Supply-Demand Fundamentals Drive Structural Rally
The underlying driver appears to be structural deficits rather than speculative positioning. Motilal Oswal's report "Silver Unchained!!!" highlights that 2025 marks the fifth consecutive year of physical deficit in the market, with mine supply unable to meet combined demand. The global silver market continues to face projected shortfalls exceeding 100 million ounces.
| Market Fundamentals | Current Status |
|---|---|
| COMEX Price | Above $75.00 per ounce |
| Domestic Price | Over ₹2.30 lakh per kg |
| 2025 Price Gain | Over 160% |
| Consecutive Deficit Years | Fifth year running |
| Projected Deficit | More than 100 million ounces |
This deficit is difficult to bridge quickly as most silver is produced as a by-product of copper, zinc, and lead mining, which limits supply flexibility. Ore grades are reportedly declining, and new mines typically take over a decade to become operational.

◇ ◇ ◇

◆ Activity 1 ◆
Name every row label in the "Market Fundamentals" column of the silver market table.
◆ Activity 2 ◆
According to the silver market text, how long do new mines typically take to become operational?
◆ Activity 3 ◆
Continue the silver market text from its final sentence.
The lines that come next are separate material, not part of the silver market text.

◇ ◇ ◇

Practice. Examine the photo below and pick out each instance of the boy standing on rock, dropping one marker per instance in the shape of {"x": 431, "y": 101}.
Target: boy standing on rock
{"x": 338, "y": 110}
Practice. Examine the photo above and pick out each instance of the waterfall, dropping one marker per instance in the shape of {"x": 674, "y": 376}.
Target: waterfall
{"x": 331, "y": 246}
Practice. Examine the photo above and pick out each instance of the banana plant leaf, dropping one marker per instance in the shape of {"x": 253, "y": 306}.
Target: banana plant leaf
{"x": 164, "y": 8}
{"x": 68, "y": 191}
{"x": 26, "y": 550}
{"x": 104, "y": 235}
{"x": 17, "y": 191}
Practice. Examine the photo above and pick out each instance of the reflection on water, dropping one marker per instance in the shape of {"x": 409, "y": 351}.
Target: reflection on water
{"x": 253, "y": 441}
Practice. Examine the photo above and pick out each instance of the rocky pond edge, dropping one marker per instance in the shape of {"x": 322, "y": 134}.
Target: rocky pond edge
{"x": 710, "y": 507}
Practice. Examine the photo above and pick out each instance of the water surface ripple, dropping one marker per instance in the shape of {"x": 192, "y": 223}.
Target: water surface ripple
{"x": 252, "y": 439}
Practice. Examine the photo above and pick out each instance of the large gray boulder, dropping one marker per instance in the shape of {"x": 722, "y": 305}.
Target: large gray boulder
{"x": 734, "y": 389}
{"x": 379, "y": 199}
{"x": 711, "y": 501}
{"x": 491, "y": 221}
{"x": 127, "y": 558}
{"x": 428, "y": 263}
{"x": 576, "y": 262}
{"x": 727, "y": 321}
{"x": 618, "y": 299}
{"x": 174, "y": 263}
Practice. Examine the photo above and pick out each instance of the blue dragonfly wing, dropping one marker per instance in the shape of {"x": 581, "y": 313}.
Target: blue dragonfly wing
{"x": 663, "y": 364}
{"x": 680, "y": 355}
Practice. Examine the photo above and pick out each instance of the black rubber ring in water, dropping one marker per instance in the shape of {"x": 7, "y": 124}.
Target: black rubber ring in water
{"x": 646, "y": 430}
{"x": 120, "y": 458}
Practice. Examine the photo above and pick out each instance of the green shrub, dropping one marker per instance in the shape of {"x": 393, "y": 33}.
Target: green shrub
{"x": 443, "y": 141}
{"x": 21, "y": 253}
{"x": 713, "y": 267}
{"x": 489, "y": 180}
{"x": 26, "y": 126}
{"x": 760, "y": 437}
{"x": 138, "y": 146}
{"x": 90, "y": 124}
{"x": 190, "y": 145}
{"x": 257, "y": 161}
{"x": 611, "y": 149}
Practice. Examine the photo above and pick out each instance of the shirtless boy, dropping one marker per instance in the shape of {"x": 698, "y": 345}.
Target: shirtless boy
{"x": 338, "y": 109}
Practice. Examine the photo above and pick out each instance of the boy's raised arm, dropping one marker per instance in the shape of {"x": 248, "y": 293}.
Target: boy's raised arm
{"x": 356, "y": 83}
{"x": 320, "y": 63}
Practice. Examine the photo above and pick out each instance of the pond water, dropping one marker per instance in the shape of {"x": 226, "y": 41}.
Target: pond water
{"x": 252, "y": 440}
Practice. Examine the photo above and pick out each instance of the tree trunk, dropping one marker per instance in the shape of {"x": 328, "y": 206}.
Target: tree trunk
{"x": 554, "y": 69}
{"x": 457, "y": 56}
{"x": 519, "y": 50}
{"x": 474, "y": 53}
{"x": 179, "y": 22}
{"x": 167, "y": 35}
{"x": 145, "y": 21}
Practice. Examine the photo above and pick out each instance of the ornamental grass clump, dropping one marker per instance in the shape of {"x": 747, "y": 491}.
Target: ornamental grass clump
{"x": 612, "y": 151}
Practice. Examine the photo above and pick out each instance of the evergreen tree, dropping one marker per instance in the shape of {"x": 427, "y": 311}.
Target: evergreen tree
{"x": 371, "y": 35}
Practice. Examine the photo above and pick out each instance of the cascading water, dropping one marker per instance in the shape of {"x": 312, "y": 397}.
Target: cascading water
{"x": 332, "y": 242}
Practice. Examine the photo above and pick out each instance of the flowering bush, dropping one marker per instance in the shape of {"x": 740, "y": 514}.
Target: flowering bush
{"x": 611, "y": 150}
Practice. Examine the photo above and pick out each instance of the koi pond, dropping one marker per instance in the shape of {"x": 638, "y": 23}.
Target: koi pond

◇ ◇ ◇

◆ Answer 1 ◆
COMEX Price, Domestic Price, 2025 Price Gain, Consecutive Deficit Years, Projected Deficit

◆ Answer 2 ◆
Over a decade.

◆ Answer 3 ◆
Inventory Drawdowns Signal Physical Tightness
COMEX and Shanghai silver inventories showed persistent drawdowns throughout the year, with registered stocks falling sharply while Shanghai physical inventories reached decade-low levels. This sustained shortage led to a widening premium of $5.00-$8.00 for Shanghai spot prices over COMEX futures, highlighting stress on traditional arbitrage mechanisms.
Late in 2025, COMEX experienced a "vault drain crisis," with over 60% of registered silver claimed for delivery within four trading days, underscoring the growing gap between outstanding futures contracts and physical availability. The disconnect between paper pricing and deliverable metal has become a key factor driving prices.
China Export Controls Intensify Supply Concerns
China's role in the global silver supply chain has intensified market tightness. As one of the largest refiners and net importers of silver, Chinese inventories saw steady declines. Proposed export licensing requirements from January 2026 are expected to further restrict global metal flows, adding another layer of supply-side concern to the market.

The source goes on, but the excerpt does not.